* **INSTRUCTION**
Each entry must be reproduced precisely as it stands.

* **Object position labeling entries**
-*-

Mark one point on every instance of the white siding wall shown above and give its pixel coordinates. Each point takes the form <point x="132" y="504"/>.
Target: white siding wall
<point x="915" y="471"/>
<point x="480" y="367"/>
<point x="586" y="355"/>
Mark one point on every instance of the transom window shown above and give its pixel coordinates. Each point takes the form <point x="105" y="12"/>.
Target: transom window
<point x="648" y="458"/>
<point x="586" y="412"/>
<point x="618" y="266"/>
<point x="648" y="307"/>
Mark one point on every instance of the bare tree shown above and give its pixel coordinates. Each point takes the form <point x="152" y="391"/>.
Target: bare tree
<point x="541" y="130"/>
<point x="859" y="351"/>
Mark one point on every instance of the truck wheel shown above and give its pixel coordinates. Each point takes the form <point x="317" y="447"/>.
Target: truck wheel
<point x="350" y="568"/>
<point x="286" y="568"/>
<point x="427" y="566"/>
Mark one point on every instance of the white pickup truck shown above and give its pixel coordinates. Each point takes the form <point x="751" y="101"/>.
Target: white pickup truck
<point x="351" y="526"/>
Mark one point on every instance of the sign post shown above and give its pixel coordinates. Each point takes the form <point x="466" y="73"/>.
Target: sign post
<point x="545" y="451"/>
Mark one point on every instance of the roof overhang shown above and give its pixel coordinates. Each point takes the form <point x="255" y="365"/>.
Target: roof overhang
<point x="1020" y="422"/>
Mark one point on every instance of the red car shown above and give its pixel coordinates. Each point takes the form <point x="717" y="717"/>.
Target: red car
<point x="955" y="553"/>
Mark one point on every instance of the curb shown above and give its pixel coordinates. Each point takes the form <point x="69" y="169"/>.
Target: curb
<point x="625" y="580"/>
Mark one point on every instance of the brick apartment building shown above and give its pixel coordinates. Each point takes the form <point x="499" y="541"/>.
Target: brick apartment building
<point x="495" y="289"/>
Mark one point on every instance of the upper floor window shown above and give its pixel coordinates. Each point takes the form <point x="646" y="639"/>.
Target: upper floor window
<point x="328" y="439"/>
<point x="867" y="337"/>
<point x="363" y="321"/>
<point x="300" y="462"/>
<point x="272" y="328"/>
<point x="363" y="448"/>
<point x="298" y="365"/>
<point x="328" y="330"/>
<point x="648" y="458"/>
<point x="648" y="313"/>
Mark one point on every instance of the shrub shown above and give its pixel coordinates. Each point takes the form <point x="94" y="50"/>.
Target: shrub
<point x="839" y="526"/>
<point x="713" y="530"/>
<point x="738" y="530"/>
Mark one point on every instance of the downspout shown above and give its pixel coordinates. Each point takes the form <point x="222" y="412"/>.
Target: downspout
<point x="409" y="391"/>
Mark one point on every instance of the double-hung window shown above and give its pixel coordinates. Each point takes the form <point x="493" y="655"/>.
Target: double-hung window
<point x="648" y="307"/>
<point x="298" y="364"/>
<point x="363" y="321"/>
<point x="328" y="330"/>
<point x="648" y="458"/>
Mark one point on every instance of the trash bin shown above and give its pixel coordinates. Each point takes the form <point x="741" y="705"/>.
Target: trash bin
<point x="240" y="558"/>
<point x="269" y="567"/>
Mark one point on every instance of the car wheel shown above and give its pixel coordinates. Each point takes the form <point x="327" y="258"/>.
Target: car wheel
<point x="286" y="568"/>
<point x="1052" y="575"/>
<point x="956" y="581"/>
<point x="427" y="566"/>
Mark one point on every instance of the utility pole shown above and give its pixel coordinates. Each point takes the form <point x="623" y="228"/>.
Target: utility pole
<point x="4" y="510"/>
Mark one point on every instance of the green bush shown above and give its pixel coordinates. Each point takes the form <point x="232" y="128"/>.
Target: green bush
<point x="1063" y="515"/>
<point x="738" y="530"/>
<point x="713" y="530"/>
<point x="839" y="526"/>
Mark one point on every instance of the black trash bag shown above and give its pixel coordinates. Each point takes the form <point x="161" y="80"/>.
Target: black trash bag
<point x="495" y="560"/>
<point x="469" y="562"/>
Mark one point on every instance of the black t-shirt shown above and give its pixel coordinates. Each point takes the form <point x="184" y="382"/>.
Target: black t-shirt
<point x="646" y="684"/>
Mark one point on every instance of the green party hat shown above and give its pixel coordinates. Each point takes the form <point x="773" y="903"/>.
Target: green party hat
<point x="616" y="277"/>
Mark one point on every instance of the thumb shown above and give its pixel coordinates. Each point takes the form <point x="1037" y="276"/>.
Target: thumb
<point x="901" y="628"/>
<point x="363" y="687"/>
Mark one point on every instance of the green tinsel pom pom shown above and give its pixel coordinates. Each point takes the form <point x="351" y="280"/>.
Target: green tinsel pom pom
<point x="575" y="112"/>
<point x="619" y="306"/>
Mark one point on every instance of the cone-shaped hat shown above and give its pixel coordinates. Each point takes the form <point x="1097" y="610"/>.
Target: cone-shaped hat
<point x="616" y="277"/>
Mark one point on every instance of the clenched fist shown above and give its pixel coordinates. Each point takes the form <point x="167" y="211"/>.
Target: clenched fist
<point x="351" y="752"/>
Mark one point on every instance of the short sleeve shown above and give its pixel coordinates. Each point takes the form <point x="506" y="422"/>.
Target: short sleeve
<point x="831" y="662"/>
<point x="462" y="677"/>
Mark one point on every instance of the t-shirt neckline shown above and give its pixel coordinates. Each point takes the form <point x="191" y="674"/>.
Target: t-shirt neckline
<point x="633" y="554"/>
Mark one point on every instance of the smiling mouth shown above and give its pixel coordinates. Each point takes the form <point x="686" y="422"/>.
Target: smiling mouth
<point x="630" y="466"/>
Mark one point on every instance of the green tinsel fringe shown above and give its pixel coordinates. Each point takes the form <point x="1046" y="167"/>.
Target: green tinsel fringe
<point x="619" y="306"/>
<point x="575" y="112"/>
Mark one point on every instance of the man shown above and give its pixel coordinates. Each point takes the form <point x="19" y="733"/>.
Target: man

-*-

* **THE REPLY**
Mark one point on every instance of the white siding wall shown above and give its pixel coordinates. Each point takes the form <point x="132" y="504"/>.
Target: white siding wall
<point x="915" y="471"/>
<point x="480" y="367"/>
<point x="586" y="355"/>
Mark one point on every instance of the transom window shown above and give its pixel coordinates. Each point takes the form <point x="105" y="12"/>.
Target: transom window
<point x="648" y="458"/>
<point x="586" y="412"/>
<point x="618" y="266"/>
<point x="648" y="307"/>
Mark one point on every instance of the bare tree shown above and give its pixel coordinates. Each point takes the form <point x="152" y="391"/>.
Target: bare tree
<point x="541" y="130"/>
<point x="859" y="351"/>
Mark one point on every instance of the truck wheel shown above and give its pixel coordinates. Each point takes the form <point x="317" y="447"/>.
Target: truck wheel
<point x="350" y="568"/>
<point x="286" y="568"/>
<point x="427" y="566"/>
Mark one point on every instance of the white pickup truck shown above and give its pixel coordinates. Each point takes the form <point x="751" y="101"/>.
Target: white pickup truck
<point x="351" y="526"/>
Mark one point on every instance of the sign post shown above and give its pixel coordinates. Each point takes the form <point x="466" y="73"/>.
Target: sign post
<point x="545" y="451"/>
Mark one point on every instance of the roof overhang shown above and give its pixel coordinates. Each point takes the form <point x="255" y="365"/>.
Target: roof overhang
<point x="1020" y="422"/>
Mark one point on every instance of the red car shown above and give its pixel coordinates. Each point takes the form <point x="717" y="717"/>.
Target: red car
<point x="955" y="553"/>
Mark one point on every instance of the curb shown above and give its pixel coordinates. Each point takes the form <point x="69" y="169"/>.
Target: curb
<point x="625" y="580"/>
Mark one point on every instance of the brick apartment building shown above and give its pixel coordinates. Each point takes the form <point x="499" y="541"/>.
Target: brick apartment building
<point x="495" y="289"/>
Mark one point on every instance of the upper floor window shown above and give its pixel coordinates. Each point takes the form <point x="646" y="639"/>.
Target: upper floor window
<point x="328" y="439"/>
<point x="867" y="337"/>
<point x="363" y="321"/>
<point x="300" y="462"/>
<point x="272" y="328"/>
<point x="363" y="448"/>
<point x="298" y="365"/>
<point x="328" y="330"/>
<point x="648" y="458"/>
<point x="648" y="313"/>
Mark one point on every instance of the shrub shown above and give its pixel coordinates. Each point takes the form <point x="94" y="50"/>.
Target: shrub
<point x="839" y="526"/>
<point x="713" y="530"/>
<point x="738" y="530"/>
Mark one point on every instance of the downspout shown above and give its pixel coordinates. Each point takes the form <point x="222" y="412"/>.
Target: downspout
<point x="409" y="391"/>
Mark one point on every instance of the double-hung window shown above and give its pixel coordinates. Each point takes the form <point x="493" y="655"/>.
Target: double-hung window
<point x="648" y="307"/>
<point x="298" y="364"/>
<point x="363" y="321"/>
<point x="328" y="330"/>
<point x="648" y="458"/>
Mark one point on every instance of the trash bin shown above and give its pixel coordinates. Each point takes the form <point x="741" y="705"/>.
Target: trash bin
<point x="240" y="558"/>
<point x="269" y="567"/>
Mark one point on every instance of the car wheel shown above and give its pixel coordinates. Each point takes the form <point x="327" y="258"/>.
Target: car wheel
<point x="286" y="568"/>
<point x="1052" y="575"/>
<point x="956" y="581"/>
<point x="427" y="566"/>
Mark one point on every instance of the utility pole shown above and give its pixel coordinates. Each point takes the form <point x="623" y="228"/>.
Target: utility pole
<point x="4" y="510"/>
Mark one point on every instance of the green bush shown above and give its pixel coordinates. Each point takes the form <point x="232" y="128"/>.
Target: green bush
<point x="1063" y="515"/>
<point x="738" y="530"/>
<point x="713" y="530"/>
<point x="839" y="526"/>
Mark one point on every instance of the black trash bag shown above and give its pixel coordinates. Each point takes the form <point x="161" y="80"/>.
Target: black trash bag
<point x="495" y="560"/>
<point x="469" y="562"/>
Mark one point on every instance of the black t-shirt shown above and give its pixel coordinates. Each point takes the form <point x="184" y="382"/>.
Target: black t-shirt
<point x="646" y="684"/>
Mark one point on every instance of the green party hat shown above and give its pixel coordinates. Each point takes the form <point x="773" y="903"/>.
Target: green party hat
<point x="616" y="277"/>
Mark one point on every instance of the thumb shown above and give its pixel coordinates. Each point takes the form <point x="1037" y="276"/>.
Target: thumb
<point x="901" y="628"/>
<point x="363" y="687"/>
Mark one point on every instance of the green tinsel pom pom shown above and give its pixel coordinates. Each point takes the form <point x="351" y="280"/>.
Target: green tinsel pom pom
<point x="575" y="112"/>
<point x="619" y="306"/>
Mark one point on every instance of the cone-shaped hat shown above and give its pixel coordinates. Each point takes the form <point x="1097" y="610"/>.
Target: cone-shaped hat
<point x="616" y="277"/>
Mark one point on every instance of the clenched fist shown above and give its pixel coordinates. Each point takes the form <point x="167" y="211"/>.
Target: clenched fist
<point x="351" y="752"/>
Mark one point on every instance of the short sleeve shown above and give its pixel coordinates. Each point takes the form <point x="506" y="422"/>.
Target: short sleeve
<point x="831" y="662"/>
<point x="462" y="677"/>
Mark one point on every instance of the t-shirt neckline shown above and give its pixel coordinates. Each point takes the form <point x="191" y="674"/>.
Target: t-shirt neckline
<point x="633" y="554"/>
Mark one point on every instance of the smiling mouth shown above and give its pixel coordinates. Each point takes the form <point x="686" y="422"/>.
Target: smiling mouth
<point x="630" y="466"/>
Mark one point on every instance of the green tinsel fringe shown above and give its pixel coordinates. Each point takes the form <point x="1046" y="167"/>.
Target: green tinsel fringe
<point x="619" y="306"/>
<point x="575" y="112"/>
Mark one point on every instance of the man shown above and give its pixel coordinates. Each point takes the form <point x="19" y="733"/>.
Target: man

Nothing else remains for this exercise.